In the transcript about Yevgeny Prigozhin, near which village did the private jet crash?

▶ [EXCERPT PROVIDED]:
--
TRANSCRIPT:
Wagner group leader Yevgeny Prigozhin has been Russia's most powerful mercenary.
Now he's presumed dead after a private jet plane crash near the village of Kuzhenkino in the Tver Region, north of Moscow.
The bodies of eight out of the ten people listed as passengers on the plane are believed to have recovered, but they are yet to be formally identified.
Russian president Vladimir Putin has offered a tribute to the families of the passengers.
"As for the aviation tragedy, first of all, I want to express my sincerest condolences to the families of all the victims. It is always a tragedy. Indeed, if there were, and the primary data indicate that there were employees of the Wagner PMC, I would want to note that these people made a significant contribution to our common cause of fighting the neo-Nazi regime in Ukraine. We remember this, we know it, and we will not forget it."
The President also singled out the Wagner leader in his remarks.
--
▶ [PROVIDED INFORMATION]:
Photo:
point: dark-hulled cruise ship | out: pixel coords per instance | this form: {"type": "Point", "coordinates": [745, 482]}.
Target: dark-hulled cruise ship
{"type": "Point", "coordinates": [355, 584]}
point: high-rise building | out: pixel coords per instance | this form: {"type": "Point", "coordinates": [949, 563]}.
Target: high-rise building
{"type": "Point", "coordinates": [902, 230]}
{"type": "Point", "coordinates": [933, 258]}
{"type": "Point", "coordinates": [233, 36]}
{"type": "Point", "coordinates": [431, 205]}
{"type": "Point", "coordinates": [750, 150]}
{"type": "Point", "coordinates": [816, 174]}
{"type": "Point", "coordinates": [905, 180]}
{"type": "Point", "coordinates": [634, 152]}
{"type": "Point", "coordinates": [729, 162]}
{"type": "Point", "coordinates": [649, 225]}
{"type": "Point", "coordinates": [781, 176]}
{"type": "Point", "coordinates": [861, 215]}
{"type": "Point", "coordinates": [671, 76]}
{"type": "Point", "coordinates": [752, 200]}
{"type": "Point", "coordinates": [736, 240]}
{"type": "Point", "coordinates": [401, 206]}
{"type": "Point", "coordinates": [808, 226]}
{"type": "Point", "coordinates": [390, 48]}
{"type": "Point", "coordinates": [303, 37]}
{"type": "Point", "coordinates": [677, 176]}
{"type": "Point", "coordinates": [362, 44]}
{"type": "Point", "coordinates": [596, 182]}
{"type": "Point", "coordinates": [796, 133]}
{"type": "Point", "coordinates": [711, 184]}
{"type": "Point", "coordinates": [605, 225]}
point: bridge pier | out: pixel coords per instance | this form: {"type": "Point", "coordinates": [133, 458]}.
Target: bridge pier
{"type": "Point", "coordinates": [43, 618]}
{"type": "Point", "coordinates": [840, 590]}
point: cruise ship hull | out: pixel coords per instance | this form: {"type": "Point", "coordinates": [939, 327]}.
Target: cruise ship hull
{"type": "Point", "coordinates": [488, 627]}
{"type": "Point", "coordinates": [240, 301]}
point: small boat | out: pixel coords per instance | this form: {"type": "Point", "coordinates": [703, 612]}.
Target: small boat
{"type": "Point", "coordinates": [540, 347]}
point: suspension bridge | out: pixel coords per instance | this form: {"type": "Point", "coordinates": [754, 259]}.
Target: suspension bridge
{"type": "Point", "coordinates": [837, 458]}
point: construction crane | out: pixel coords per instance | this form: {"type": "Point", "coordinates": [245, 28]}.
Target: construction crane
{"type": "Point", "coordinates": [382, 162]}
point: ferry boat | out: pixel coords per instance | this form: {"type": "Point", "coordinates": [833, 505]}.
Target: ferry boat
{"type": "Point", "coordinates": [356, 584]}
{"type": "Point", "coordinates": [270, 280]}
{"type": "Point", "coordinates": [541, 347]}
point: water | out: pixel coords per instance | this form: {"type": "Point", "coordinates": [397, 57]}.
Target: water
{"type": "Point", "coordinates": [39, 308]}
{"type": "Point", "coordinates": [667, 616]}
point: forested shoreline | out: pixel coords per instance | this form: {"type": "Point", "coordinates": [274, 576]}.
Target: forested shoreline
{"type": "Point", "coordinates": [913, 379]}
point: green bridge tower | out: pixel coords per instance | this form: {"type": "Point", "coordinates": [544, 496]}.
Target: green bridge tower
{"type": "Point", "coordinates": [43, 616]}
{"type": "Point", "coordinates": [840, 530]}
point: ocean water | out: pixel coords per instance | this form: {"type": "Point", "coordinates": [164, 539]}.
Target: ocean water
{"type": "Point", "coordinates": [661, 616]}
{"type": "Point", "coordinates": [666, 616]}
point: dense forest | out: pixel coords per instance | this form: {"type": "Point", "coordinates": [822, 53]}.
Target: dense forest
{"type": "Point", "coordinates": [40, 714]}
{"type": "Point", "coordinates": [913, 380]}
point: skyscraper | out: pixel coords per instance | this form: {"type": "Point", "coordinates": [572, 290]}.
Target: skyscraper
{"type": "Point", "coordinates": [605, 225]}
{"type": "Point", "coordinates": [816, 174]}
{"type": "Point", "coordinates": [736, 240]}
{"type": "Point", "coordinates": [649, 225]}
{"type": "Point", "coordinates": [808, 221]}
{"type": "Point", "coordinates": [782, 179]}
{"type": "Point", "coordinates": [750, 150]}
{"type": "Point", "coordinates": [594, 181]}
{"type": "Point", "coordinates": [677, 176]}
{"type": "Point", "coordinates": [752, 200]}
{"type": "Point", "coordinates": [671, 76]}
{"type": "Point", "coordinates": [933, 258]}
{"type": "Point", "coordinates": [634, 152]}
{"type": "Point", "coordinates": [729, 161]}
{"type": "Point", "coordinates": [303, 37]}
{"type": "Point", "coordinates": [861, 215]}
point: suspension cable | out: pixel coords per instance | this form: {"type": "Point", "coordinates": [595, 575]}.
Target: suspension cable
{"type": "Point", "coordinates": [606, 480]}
--
▶ [ANSWER FOR THIS EXERCISE]:
Kuzhenkino, in the Tver Region north of Moscow.